Questions on the material:
1. In the weight-loss and swimsuit post, how much did the matching swimsuit bottoms cost at TJ Maxx?
2. Continue the weight-loss and swimsuit post from its last sentence.

Weight loss & Swimsuit Success!

I'm finally at a size I'm happy with. Its such a strange feeling, and I love it so much. I recently wrote about my weight loss struggles in my advice column, Cattywampus. Updating my before/after pictures was a really awesome experience this time around.





When I went shopping for my birthday dress I honestly had no idea what size I was. I kept grabbing dresses in Large & Medium and they were too big! All of this just weeks after I went out in public in a swimsuit for the first time in years...

I was invited to go to the lake with some friends and I gladly accepted, excited about spending time with some new people and having lots of fun on a boat! The night before, I panicked- wtf had I gotten myself into? Debuting this new thinner body, in a swimsuit, with 3 gay guys and a girl I'd never met!? Oh my. Oh my oh my.

I mean, I liked my swimsuit... well, the top half of it anyhow. I'd bought it when shopping with my grandmother back in June, a gold crochet-style top on a clearance rack at TJ Maxx. No bottoms in sight, but for the first time I really enjoyed the way the top looked on me. I shelled out the $5 and paired it with some bottoms I had, but as I lost weight this summer they started drooping more and more... and what's attractive about droopy swimsuit bottoms? Not a damn thing. I rushed around town looking for a suit that covered more or some bottoms that matched and didn't show too much of my rear end... but no luck at all.



My saving grace turned out to be some words of encouragement from the boyfriend and a lucky find- the bottoms that matched the top at the very same TJ Maxx, for $4. They fit perfectly and looked great... I threw on my floppy hat & my secondhand Banana Republic terry coverup that I just adore, and headed out for a day full of fun.

Dataset records:
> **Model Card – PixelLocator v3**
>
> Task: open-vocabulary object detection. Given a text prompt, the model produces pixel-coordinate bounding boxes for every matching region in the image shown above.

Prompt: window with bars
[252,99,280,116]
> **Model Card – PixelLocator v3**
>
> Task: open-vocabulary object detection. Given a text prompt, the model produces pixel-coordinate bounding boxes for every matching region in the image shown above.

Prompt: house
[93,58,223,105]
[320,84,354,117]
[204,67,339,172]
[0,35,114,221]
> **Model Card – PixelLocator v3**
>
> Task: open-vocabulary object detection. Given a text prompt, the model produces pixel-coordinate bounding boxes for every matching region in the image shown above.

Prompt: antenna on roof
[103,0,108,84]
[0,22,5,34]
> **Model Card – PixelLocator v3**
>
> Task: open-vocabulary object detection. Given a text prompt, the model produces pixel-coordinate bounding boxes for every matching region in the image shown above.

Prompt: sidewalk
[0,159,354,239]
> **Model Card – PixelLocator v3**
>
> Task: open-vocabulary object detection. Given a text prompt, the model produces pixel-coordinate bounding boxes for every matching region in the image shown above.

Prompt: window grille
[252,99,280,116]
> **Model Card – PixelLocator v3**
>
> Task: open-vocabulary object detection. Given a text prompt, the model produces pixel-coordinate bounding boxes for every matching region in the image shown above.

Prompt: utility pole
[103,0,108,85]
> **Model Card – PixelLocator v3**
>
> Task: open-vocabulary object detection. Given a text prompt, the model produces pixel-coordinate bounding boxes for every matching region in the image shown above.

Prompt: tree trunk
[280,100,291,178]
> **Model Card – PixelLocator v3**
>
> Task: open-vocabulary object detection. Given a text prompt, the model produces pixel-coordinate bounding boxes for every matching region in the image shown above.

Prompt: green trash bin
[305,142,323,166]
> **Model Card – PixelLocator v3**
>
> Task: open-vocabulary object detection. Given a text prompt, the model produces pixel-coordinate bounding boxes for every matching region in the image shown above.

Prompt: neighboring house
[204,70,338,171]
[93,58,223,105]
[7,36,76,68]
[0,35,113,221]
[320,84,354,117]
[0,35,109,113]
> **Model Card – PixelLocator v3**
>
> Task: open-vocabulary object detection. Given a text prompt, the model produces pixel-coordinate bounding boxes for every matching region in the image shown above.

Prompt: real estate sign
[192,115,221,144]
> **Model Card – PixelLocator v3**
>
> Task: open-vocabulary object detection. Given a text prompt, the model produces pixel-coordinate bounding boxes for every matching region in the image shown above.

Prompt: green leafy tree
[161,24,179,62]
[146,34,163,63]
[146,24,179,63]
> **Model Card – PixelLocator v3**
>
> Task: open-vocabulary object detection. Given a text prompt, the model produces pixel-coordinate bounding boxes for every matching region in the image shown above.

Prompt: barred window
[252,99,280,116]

Outputs by task:
1. $4

2.
I didn't anticipate, however, the differences between bottoms that I'd previously worn, and string bikini bottoms. I was quite shocked to find that a good jump off the side of a boat results in a quick and rather embarrassing untying of said bottoms, and baring of one's entire backside. The boys got quite a chuckle out of it.


Got 'em back on now!


The day was wonderful. For the first time in so very long, I relaxed all day long. I sat on the boat and drank beer, got a little bit of a tan, and I got my ass kicked by the lake while inner tubing. I enjoyed myself so much and I felt so comfortable! In a swimsuit! I didn't even freak out when I realized the pictures had been posted on Facebook. All good things.



Now I have to be honest, and I'm not the least bit ashamed to admit that I haven't lost all of this weight without help. And I don't mean that I have an amazing support system, because really I do... but I've been on Phentermine since April. I started taking it in order to lose the last 20-30 lbs I'd had a hard time getting rid of, something I told myself I would do a year ago if I wasn't able to lose it on my own. Losing over 100 lbs is hard, and diet & exercise count for SO much, but I felt comfortable saying "if I hit a plateau and I really give it a shot and can't lose it, I'll try other options" and so I did.

I met with a doctor who worked with weight loss patients, and I asked her if she felt like it was a good choice for me. Usually only prescribed when a patient needs to lose a large amount of weight, Phentermine is an appetite suppressant used ALONG WITH modified diet & exercise. She felt that with my previous success I'd be a good candidate for it, so I started it in April. I've had monthly weight checks and I've been overwhelmingly pleased with my success. At my first appointment in April, I weighed in at 161... I'd gained nearly 20 lbs since my initial drop, and I wasn't pleased at all. My target weight was 130, and last week... a day before my 25th birthday, I weighed in at under 140 lbs for the first time in my adult life.

Hells to the yes.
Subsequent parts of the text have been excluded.